## WHAT YOU WILL DO
Reproduce the stretch from the start of the records through the line containing "131 87 L 131", character for character and with nothing added.

## INPUT DATA
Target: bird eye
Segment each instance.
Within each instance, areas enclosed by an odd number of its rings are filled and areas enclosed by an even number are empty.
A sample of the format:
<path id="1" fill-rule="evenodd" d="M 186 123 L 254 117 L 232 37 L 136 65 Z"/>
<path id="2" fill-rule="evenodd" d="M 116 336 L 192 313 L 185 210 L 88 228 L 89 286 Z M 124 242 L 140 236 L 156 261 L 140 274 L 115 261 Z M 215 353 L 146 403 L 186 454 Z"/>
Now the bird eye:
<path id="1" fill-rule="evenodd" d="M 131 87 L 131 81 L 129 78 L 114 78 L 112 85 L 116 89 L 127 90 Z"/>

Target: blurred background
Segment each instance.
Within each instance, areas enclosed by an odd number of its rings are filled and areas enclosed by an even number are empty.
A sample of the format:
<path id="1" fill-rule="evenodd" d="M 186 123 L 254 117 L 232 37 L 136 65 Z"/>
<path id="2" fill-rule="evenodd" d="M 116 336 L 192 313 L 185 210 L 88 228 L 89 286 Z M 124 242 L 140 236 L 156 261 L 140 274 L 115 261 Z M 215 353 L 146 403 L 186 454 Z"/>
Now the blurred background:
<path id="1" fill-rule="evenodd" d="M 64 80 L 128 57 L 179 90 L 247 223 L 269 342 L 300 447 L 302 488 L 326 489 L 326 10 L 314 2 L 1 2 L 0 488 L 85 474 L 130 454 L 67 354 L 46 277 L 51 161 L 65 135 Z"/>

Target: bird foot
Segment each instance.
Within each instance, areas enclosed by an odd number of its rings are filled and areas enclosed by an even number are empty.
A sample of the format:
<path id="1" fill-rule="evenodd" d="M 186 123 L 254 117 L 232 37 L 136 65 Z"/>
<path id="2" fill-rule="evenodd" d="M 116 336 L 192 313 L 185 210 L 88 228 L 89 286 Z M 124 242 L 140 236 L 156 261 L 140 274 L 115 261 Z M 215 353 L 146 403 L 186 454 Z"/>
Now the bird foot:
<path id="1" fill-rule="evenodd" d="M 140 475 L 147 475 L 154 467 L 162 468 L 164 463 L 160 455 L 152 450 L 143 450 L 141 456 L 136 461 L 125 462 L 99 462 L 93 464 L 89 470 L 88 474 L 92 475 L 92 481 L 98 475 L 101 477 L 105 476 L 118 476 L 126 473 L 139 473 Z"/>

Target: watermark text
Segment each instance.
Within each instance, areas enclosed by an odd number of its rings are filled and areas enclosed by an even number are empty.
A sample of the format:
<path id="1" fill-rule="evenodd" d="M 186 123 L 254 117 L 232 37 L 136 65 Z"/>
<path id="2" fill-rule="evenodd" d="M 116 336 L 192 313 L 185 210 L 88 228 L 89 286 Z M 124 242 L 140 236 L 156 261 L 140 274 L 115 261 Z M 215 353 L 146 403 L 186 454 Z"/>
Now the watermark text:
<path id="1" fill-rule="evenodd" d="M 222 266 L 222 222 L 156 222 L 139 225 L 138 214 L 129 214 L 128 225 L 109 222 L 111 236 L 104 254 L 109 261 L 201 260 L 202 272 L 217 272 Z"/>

## THE COMPLETED TASK
Target: bird eye
Segment each instance.
Within each instance, areas enclosed by an odd number of its rings are filled and areas enclosed by an even number are empty.
A sample of the format:
<path id="1" fill-rule="evenodd" d="M 186 123 L 254 117 L 232 37 L 136 65 Z"/>
<path id="2" fill-rule="evenodd" d="M 116 336 L 192 313 L 185 210 L 88 228 L 89 286 Z M 124 242 L 140 236 L 156 261 L 140 274 L 115 261 Z M 215 353 L 146 403 L 186 454 Z"/>
Now the bird eye:
<path id="1" fill-rule="evenodd" d="M 131 87 L 131 81 L 129 78 L 114 78 L 112 85 L 116 89 L 127 90 Z"/>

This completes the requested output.